• DIRECTIONS FOR THIS TASK:
Retype, without changes, every line from the line that contains "Query: orange basketball" through the final line of the records. Exclude pictures.
# # # # # # #
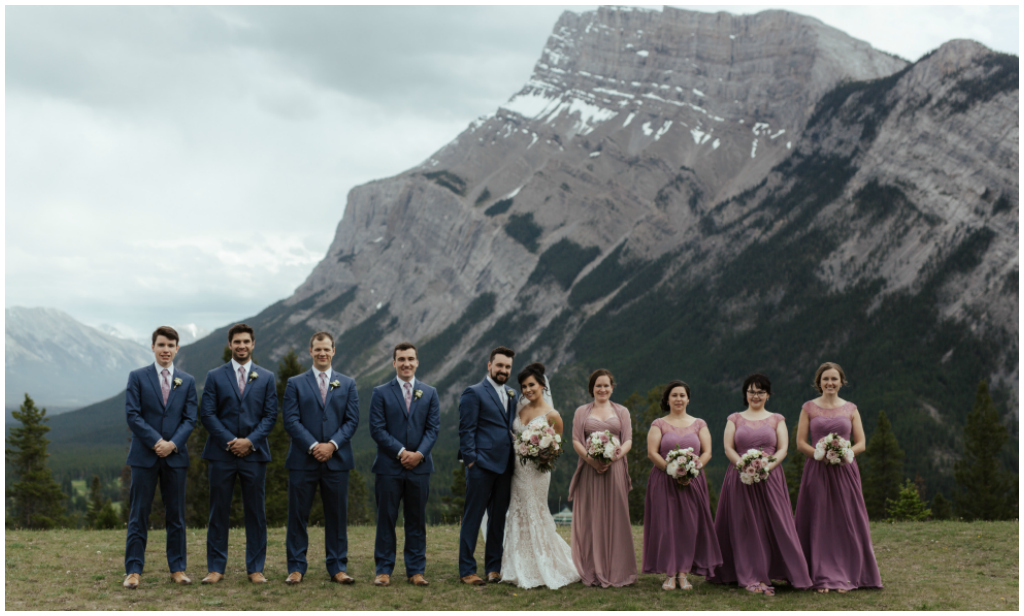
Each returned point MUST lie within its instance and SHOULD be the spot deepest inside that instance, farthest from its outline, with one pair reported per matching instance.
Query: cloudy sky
(175, 165)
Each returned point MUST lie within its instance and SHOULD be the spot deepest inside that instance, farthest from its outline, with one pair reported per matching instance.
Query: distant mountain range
(64, 363)
(698, 195)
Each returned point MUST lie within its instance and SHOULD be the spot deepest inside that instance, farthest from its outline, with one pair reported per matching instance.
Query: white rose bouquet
(603, 445)
(834, 449)
(753, 467)
(684, 466)
(541, 444)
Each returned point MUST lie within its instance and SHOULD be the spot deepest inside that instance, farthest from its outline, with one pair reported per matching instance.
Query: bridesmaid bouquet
(753, 467)
(602, 444)
(834, 449)
(684, 465)
(540, 444)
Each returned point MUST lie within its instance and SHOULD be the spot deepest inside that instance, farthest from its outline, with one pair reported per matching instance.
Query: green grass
(928, 565)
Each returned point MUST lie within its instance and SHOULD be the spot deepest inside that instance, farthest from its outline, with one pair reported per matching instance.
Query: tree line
(984, 490)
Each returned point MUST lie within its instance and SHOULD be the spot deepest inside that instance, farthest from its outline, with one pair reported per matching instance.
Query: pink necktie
(165, 387)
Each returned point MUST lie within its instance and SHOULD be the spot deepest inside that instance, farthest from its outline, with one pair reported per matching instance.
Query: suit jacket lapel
(311, 381)
(156, 383)
(232, 379)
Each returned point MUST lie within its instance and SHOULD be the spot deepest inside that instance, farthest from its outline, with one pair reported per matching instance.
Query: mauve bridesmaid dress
(832, 519)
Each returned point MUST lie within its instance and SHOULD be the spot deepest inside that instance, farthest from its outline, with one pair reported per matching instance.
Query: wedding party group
(509, 440)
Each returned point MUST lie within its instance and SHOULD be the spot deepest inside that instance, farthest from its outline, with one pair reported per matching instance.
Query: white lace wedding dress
(535, 555)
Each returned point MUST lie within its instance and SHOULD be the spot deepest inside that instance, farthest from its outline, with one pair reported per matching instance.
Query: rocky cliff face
(677, 193)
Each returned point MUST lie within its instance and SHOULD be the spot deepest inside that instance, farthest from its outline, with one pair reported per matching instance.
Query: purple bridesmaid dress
(832, 520)
(755, 523)
(678, 531)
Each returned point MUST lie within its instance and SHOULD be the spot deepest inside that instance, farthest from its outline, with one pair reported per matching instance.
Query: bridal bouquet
(834, 449)
(684, 465)
(540, 444)
(753, 467)
(602, 444)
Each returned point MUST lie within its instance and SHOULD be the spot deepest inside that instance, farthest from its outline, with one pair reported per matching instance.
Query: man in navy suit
(160, 404)
(239, 409)
(322, 411)
(485, 412)
(404, 419)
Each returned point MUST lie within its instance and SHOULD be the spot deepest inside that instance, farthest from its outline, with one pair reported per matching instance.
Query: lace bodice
(673, 436)
(756, 434)
(822, 421)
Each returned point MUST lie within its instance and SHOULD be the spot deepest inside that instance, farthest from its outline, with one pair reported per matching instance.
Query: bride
(535, 554)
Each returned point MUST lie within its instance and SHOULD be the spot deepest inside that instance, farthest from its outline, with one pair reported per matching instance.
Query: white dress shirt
(316, 375)
(401, 388)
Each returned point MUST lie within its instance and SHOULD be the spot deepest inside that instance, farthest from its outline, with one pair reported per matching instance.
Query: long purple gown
(832, 519)
(755, 523)
(678, 531)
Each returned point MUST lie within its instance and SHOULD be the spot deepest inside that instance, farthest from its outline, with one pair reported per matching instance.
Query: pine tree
(358, 499)
(276, 474)
(37, 499)
(941, 509)
(794, 468)
(984, 490)
(885, 469)
(99, 513)
(456, 500)
(643, 410)
(907, 507)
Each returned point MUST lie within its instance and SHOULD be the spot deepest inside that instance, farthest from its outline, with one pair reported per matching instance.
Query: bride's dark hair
(536, 370)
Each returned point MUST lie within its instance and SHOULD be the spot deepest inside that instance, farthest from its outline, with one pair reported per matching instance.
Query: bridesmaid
(602, 537)
(832, 519)
(678, 532)
(755, 523)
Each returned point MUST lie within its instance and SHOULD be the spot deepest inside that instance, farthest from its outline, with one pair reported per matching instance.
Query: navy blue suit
(228, 414)
(484, 438)
(151, 421)
(393, 429)
(309, 422)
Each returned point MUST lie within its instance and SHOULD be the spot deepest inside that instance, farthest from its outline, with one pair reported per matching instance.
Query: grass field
(931, 565)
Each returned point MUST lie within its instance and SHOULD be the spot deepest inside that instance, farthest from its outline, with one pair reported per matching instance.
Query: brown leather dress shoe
(418, 580)
(472, 579)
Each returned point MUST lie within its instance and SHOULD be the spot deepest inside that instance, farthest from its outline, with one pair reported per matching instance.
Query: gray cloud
(190, 164)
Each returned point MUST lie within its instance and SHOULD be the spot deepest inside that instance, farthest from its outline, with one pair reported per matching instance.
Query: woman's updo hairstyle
(536, 370)
(668, 390)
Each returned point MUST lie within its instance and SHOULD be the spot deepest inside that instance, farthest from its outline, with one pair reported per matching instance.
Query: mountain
(698, 195)
(61, 362)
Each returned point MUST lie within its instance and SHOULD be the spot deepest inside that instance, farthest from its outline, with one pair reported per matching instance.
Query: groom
(485, 445)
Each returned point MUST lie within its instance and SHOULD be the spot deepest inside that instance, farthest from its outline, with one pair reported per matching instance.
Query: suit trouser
(143, 488)
(491, 492)
(334, 492)
(252, 475)
(390, 490)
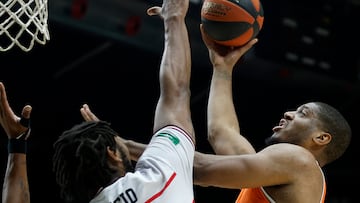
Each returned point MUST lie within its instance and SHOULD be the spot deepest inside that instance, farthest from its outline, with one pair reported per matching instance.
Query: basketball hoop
(22, 23)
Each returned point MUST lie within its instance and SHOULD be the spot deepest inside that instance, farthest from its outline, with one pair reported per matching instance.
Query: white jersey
(164, 172)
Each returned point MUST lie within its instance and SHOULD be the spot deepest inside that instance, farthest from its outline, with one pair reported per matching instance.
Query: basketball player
(91, 161)
(15, 187)
(289, 168)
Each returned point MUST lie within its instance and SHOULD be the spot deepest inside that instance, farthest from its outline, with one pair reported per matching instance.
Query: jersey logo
(173, 139)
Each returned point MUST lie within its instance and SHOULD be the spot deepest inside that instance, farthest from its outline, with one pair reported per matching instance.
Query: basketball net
(22, 23)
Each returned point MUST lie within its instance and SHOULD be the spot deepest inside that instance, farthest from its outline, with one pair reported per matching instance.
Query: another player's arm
(223, 126)
(15, 187)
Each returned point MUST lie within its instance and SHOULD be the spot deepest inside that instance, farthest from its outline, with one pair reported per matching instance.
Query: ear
(323, 138)
(113, 155)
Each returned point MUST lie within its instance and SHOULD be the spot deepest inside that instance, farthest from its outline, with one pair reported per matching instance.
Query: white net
(23, 23)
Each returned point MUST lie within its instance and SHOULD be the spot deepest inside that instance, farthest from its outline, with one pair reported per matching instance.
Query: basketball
(232, 22)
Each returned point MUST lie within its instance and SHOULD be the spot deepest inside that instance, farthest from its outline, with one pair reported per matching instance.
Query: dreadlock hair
(80, 160)
(334, 123)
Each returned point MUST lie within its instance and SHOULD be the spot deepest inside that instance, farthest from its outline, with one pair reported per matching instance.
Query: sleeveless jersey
(163, 173)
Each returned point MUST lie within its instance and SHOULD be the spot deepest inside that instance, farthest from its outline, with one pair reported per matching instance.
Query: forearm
(16, 187)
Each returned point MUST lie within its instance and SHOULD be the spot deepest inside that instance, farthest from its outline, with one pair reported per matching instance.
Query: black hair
(334, 123)
(80, 160)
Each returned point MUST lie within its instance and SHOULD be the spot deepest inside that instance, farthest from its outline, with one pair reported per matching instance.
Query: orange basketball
(232, 22)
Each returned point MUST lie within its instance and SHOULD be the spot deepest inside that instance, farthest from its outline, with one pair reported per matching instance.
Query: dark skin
(15, 186)
(288, 172)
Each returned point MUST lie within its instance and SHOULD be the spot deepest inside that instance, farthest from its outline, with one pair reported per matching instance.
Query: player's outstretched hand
(87, 114)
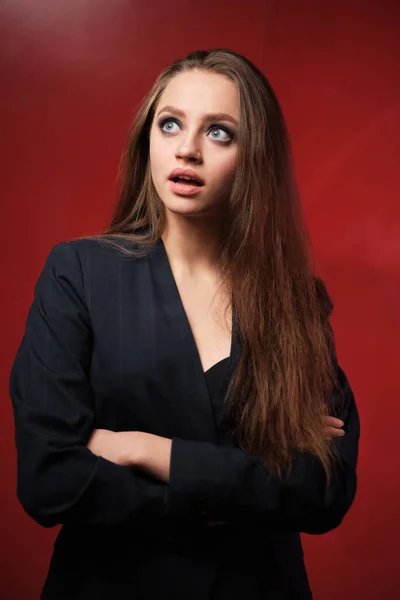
# # # # # # #
• ANSWER SECTION:
Query: orange basketball
(232, 22)
Each returned point MUST lie within its instance and SHOULD be the spot deepest inside that instance, farthest from its outline, with one pair reported per matching instance.
Query: dark skin
(15, 186)
(288, 172)
Each returned point MUST lie within its instance and SHOULD be the spot deepest inside that instance, farthest from its outline, with one pair reported per matching instance.
Query: player's outstretched hand
(87, 114)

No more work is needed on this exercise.